> _KUTIPAN DOKUMEN_:
Kupas Tuntas Lapindo Brantas (3)
Identifikasi menurunan permukaan tanah dengan mengunakan
metode Geolistrik konfigurasi Wenner
Jika kita bebicara tentang penurunan permukaan tanah maka
akan erat kaitannya dengan proses geologi yang dinamakan deformasi batuan. Deformasi
adalah proses perubahan pada tubuh batuan akibat gaya yang bekerja padanya.
Perubahan yang terjadi berupa perubahan posisi, bentuk, dan volume. Batuan
sedimen dianggap terkena deformasi apabila berada dalam kedudukan yang tidak horizontal
(miring/tegak). Kedudukan batuan yang miring dinyatakan dalam notasi strike dan
dip.
Deformasi disebabkan
oleh gaya atau tekanan yang bekerja pada materi tersebut. Adapun faktor-faktor
yang mengontrol terjadinya deformasi suatu materi adalah :
1. Temperatur dan
tekanan ke semua arah; pada temperatur dan tekanan yang rendah akan lebih cepat
terjadi patahan, pada temperatur dan tekanan yang tinggi akan terjadi lenturan
atau bahkan lelehan.
2. Kecepatan gerakan
yang disebabkan oleh gaya yang diberikan; gerakan yang cepat dapat menyebabkan
patahan, sedangkan gerakan yang lambat dapat menimbulkan lenturan, tergantung
dari bahan yang bersangkutan dan dari keadaan-keadaan lain.
3. Sifat material, yang
bisa lebih rapuh atau lebih lentur.
Tekanan (Stess) merupakan
gaya yang diberikan atau dikenakan pada suatu medan atau area. Tekanan terbagi
menjadi tekanan seragam (uniform stress) yaitu gaya yang bekerja pada suatu
materi sama atau seragam di semua arah, dan tekanan diferensial atau tekanan
dengan gaya yang bekerja tidak sama di setiap arah. Tekanan diferensial terbagi
menjadi tensional stress, compressional stress, dan shear stress.

> _DATA YANG DITAMPILKAN_:
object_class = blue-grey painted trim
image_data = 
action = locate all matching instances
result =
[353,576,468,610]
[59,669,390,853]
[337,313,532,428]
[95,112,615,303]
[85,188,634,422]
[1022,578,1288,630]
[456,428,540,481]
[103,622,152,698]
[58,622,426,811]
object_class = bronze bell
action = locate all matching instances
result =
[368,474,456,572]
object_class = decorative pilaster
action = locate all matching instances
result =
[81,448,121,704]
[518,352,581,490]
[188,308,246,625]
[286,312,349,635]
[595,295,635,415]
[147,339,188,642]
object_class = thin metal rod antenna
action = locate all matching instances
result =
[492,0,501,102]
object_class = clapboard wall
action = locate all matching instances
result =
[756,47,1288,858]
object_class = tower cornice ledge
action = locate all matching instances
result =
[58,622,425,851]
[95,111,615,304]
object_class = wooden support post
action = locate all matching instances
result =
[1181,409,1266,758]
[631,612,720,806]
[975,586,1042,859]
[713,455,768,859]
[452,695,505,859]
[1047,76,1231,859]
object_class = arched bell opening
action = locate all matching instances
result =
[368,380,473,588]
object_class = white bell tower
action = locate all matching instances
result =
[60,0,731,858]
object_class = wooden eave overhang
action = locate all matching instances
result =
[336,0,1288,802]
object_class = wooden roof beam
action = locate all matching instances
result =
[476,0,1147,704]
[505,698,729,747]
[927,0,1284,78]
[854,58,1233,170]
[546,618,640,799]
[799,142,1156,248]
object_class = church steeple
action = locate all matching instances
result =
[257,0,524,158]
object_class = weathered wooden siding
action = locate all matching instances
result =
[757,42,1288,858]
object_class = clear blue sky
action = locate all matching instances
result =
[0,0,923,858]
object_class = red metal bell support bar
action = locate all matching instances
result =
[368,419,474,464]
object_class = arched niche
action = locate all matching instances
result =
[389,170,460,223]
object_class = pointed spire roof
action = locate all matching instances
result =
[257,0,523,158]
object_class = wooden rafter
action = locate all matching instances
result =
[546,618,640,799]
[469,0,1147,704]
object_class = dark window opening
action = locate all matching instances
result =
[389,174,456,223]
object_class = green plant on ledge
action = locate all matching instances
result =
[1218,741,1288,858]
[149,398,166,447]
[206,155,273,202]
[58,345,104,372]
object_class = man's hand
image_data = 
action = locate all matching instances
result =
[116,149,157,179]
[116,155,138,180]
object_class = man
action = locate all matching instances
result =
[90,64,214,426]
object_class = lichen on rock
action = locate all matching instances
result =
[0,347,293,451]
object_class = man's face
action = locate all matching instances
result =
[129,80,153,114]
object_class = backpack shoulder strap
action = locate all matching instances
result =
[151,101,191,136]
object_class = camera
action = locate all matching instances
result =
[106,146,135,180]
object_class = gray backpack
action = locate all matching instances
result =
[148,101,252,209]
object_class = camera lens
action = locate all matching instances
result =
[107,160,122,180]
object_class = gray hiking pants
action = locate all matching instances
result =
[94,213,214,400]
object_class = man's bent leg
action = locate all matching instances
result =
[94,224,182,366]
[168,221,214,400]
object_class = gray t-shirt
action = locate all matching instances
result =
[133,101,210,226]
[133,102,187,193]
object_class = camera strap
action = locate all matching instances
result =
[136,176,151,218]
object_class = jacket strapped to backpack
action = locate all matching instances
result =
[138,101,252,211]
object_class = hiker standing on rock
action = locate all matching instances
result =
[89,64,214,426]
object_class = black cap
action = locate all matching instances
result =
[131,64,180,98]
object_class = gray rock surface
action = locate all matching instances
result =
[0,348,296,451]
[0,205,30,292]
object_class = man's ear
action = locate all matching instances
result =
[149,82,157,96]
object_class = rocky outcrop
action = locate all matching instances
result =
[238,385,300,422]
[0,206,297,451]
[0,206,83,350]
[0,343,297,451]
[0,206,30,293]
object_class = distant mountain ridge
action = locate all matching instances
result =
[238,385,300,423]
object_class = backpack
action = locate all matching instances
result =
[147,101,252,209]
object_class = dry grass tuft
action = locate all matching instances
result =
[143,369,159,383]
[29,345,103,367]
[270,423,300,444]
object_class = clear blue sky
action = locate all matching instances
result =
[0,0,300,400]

> _SOAL YANG DIBERIKAN A_:
Bisakah Anda menyusun ulang paragraf dalam kutipan dokumen yang diawali "Tekanan (Stess) merupakan" menjadi daftar singkat yang tetap memuat fakta utamanya?
> _SOAL YANG DIBERIKAN B_:
Bisakah Anda menyalin kata demi kata baris data mulai dari baris pertamanya hingga baris yang memuat "[58,622,426,811]", keduanya ikut disalin?

> _JAWABAN LATIHAN A_:
- Tekanan adalah gaya yang diberikan atau dikenakan pada suatu medan atau area.
- Tekanan seragam (uniform stress) adalah gaya yang bekerja pada suatu materi secara sama di semua arah.
- Tekanan diferensial adalah tekanan dengan gaya yang bekerja tidak sama di setiap arah. Jenisnya adalah tensional stress, compressional stress, dan shear stress.

> _JAWABAN LATIHAN B_:
object_class = blue-grey painted trim
image_data = 
action = locate all matching instances
result =
[353,576,468,610]
[59,669,390,853]
[337,313,532,428]
[95,112,615,303]
[85,188,634,422]
[1022,578,1288,630]
[456,428,540,481]
[103,622,152,698]
[58,622,426,811]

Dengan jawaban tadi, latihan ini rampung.